The Court duly ordered that “Israel must, in accordance with its obligations under the Genocide Convention, in relation to Palestinians in Gaza, take all measures within its power to prevent the commission of all acts within the scope of Article II of [the] Convention”, and “must ensure with immediate effect that its military forces do not commit any of the above-described acts.”

The Court also ordered that “Israel must take all measures within its power to prevent and punish the direct and public incitement to commit genocide in relation to members of the Palestinian group in the Gaza Strip”, taking direct aim at the genocidal comments made by its senior officials, and also ordered that it “must also take effective measures to prevent the destruction and ensure the preservation of evidence related to allegations of acts within the scope of Article II and Article III of the Genocide Convention against members of the Palestinian group in the Gaza Strip.” Article III, for reference, notes that “[t]he following acts shall be punishable: (a) Genocide; (b) Conspiracy to commit genocide; (c) Direct and public incitement to commit genocide; (d) Attempt to commit genocide; (e) Complicity in genocide.”

The Court also ordered that “Israel must take immediate and effective measures to enable the provision of urgently needed basic services and humanitarian assistance to address the adverse conditions of life faced by Palestinians in the Gaza Strip”, and also ordered Israel to “submit a report to the Court on all measures taken to give effect to this Order within one month”, as well as calling for the “immediate and unconditional release” of “the hostages abducted during the attack in Israel on 7 October 2023 and held since then by Hamas and other armed groups.”

_EXTRACTED MATERIAL_:

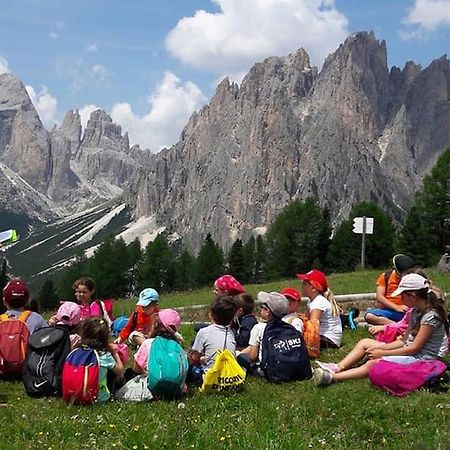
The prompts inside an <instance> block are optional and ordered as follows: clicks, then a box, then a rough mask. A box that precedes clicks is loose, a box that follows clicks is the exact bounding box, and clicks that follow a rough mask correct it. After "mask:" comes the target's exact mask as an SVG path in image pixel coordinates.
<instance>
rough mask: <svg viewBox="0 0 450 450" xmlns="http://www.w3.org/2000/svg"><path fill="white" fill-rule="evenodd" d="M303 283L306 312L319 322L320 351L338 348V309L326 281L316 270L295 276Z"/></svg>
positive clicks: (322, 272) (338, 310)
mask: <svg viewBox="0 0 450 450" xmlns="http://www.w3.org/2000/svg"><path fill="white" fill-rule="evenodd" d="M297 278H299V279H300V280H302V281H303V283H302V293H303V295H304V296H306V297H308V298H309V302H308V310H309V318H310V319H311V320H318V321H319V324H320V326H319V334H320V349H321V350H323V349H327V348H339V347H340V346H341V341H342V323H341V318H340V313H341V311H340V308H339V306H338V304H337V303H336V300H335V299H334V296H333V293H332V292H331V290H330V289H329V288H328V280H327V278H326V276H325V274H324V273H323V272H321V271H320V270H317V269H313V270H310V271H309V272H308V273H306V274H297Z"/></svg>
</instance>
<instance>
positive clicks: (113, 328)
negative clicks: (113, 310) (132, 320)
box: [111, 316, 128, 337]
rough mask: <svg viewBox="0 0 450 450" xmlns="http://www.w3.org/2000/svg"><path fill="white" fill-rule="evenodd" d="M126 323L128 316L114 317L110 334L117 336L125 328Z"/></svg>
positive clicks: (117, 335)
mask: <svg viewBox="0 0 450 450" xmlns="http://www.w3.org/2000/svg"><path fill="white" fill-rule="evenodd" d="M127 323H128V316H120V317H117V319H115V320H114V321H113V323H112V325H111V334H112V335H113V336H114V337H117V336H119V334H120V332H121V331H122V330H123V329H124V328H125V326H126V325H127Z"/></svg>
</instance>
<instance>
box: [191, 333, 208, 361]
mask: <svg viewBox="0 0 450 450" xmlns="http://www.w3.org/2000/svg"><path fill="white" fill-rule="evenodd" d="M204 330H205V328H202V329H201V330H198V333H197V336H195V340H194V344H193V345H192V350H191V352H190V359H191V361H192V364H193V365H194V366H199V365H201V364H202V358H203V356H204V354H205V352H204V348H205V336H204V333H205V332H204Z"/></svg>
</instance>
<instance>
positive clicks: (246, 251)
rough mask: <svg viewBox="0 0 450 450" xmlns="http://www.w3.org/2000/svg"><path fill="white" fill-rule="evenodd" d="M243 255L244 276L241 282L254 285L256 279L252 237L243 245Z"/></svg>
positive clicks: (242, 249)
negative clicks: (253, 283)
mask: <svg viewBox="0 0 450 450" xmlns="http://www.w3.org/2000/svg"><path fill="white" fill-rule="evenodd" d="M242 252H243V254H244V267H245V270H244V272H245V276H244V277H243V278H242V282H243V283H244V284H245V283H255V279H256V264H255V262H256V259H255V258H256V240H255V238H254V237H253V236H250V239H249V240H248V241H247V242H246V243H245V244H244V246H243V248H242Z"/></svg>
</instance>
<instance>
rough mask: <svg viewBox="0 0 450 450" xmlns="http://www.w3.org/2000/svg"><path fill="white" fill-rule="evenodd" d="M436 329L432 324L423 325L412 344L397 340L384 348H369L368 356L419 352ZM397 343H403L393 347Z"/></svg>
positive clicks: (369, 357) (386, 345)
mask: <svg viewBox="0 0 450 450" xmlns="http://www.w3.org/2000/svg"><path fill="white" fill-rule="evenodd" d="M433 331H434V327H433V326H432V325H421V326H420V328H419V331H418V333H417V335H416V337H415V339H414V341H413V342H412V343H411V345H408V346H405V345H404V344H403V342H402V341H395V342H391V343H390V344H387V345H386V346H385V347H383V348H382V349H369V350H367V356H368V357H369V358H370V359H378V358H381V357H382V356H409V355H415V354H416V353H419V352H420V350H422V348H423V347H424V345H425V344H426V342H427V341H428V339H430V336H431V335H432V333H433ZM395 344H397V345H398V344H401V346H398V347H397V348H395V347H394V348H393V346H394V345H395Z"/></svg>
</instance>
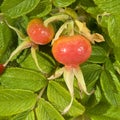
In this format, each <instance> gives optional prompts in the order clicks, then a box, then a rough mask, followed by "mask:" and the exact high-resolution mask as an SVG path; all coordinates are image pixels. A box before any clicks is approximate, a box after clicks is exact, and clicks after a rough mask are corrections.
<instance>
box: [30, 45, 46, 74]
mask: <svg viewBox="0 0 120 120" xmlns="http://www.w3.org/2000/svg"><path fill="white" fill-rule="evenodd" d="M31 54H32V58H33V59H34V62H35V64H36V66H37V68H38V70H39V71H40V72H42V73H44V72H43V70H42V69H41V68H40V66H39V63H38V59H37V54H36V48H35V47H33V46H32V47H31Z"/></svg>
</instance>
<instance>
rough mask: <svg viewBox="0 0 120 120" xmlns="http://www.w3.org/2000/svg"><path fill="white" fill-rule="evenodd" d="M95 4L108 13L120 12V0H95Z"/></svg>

_EXERCISE DESCRIPTION_: Summarize the text above on the Court's orders concerning Israel and Gaza in three sentences.

_PROBLEM SOLUTION_: The Court ordered that Israel, in accordance with its obligations under the Genocide Convention, take all measures within its power to prevent acts within the scope of Article II in relation to Palestinians in Gaza and ensure with immediate effect that its military forces do not commit them. It also ordered Israel to prevent and punish direct and public incitement to commit genocide against members of the Palestinian group in the Gaza Strip, and to prevent the destruction and ensure the preservation of evidence related to allegations of acts within the scope of Articles II and III. Israel was further ordered to enable urgently needed basic services and humanitarian assistance in the Gaza Strip and to report to the Court within one month, while the Court called for the immediate and unconditional release of the hostages held by Hamas and other armed groups since the attack of 7 October 2023.